»»
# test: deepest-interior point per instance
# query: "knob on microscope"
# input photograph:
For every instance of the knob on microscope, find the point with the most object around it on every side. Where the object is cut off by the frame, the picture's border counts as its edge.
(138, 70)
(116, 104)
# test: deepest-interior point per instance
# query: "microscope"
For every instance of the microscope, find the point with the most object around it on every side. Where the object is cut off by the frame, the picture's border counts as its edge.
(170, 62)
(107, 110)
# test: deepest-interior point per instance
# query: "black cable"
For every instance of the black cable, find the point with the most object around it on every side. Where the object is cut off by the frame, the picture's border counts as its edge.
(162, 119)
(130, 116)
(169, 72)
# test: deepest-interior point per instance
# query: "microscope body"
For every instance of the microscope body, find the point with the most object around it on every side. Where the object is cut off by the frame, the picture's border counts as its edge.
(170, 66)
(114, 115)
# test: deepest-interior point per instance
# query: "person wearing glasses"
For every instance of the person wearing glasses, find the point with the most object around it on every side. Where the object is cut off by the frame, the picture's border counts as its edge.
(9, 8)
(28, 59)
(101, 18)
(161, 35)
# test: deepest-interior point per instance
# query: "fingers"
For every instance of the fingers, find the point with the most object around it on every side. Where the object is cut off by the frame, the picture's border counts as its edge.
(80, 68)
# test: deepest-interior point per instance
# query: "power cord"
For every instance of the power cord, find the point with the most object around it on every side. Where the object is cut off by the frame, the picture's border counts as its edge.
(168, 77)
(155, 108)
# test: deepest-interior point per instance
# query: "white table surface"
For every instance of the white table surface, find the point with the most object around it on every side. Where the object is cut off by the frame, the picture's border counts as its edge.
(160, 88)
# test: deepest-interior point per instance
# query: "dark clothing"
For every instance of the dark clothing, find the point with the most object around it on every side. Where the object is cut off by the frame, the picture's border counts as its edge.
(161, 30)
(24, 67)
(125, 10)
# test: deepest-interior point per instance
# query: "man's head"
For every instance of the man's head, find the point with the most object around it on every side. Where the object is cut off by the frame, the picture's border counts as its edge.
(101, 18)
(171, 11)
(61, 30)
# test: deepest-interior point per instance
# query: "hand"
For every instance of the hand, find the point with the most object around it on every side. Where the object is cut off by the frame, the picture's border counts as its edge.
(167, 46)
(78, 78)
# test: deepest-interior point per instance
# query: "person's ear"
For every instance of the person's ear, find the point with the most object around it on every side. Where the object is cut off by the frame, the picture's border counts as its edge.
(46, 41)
««
»»
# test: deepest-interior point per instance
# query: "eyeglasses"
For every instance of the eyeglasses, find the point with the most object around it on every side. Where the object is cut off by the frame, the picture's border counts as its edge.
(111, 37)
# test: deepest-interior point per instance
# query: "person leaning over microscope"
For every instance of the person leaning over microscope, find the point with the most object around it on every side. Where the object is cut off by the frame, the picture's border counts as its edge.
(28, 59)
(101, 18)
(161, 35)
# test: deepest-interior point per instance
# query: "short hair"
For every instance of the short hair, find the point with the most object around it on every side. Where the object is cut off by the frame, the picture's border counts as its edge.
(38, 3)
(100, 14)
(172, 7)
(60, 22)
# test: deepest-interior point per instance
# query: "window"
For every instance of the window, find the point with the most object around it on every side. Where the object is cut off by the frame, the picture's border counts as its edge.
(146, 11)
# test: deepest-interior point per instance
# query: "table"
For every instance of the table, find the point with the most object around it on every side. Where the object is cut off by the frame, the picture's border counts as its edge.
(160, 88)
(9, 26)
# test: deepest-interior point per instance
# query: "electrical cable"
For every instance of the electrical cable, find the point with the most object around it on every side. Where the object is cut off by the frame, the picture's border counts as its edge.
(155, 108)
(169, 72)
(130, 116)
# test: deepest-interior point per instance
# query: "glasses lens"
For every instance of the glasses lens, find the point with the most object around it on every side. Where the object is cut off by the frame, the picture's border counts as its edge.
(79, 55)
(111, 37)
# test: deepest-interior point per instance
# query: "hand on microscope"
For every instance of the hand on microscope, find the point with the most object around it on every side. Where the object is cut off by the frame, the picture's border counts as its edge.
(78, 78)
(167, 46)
««
# What you have to do:
Tally how many lines in the records above contain the string "body", treating uppercase and lowercase as different, and reply with only that number.

# Final result:
2